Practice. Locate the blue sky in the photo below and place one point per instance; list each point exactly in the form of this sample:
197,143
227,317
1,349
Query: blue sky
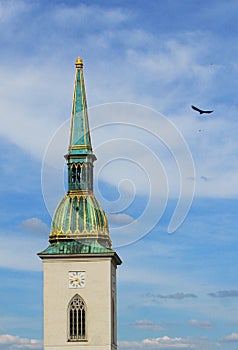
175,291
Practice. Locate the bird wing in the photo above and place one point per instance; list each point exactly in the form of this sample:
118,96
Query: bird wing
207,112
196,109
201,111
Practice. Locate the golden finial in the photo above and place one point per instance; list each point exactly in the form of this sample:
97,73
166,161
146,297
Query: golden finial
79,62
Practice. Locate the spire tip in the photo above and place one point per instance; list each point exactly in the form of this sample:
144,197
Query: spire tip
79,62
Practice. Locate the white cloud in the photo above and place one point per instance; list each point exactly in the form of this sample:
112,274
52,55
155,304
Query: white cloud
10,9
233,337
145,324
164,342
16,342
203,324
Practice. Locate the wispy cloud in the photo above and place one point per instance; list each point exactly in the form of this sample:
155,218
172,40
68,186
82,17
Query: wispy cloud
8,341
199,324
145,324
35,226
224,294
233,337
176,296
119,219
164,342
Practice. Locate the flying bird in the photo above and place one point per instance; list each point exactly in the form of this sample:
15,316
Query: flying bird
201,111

...

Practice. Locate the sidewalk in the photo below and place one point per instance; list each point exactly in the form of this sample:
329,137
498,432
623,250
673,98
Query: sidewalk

* * *

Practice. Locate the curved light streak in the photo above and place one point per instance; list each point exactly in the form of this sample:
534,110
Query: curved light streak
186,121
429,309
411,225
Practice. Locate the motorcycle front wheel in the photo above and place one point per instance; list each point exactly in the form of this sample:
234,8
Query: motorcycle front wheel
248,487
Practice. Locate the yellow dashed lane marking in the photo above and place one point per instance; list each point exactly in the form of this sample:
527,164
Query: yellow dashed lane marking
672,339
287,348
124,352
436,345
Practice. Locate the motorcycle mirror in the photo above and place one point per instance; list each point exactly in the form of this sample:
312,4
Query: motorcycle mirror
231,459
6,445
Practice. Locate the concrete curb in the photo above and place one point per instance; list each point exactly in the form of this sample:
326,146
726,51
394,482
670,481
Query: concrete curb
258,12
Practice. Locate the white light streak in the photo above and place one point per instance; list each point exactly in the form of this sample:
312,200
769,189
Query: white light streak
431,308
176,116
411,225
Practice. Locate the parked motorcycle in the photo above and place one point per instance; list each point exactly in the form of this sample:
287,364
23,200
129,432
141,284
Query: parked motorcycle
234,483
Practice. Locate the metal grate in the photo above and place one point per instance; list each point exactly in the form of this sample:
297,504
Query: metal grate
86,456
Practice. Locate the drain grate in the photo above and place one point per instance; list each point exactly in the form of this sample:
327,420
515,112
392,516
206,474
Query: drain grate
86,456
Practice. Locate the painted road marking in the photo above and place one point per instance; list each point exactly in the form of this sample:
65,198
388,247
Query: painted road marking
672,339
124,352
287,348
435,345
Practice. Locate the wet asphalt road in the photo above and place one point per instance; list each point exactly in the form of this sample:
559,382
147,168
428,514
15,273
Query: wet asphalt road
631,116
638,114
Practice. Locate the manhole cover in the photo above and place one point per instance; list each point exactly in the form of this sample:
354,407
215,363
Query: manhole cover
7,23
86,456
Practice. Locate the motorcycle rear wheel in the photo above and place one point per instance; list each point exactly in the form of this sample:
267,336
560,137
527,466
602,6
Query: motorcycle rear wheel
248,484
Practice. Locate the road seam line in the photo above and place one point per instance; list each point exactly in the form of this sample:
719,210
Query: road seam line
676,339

- _Directions for this task_:
Copy out every line of the items above that contains the word "marking", keeping the lines in their original order.

- _Answer to the exercise_:
Practice. Locate the yellow dashed lane marking in the photo above and place one point per instance; list each point exactly in the form of this sample:
Query: yellow dashed lane marking
Practice. Locate the painted road marking in the photo above and place one point per instance; list each point exactly in the form of this sample:
Query: painted road marking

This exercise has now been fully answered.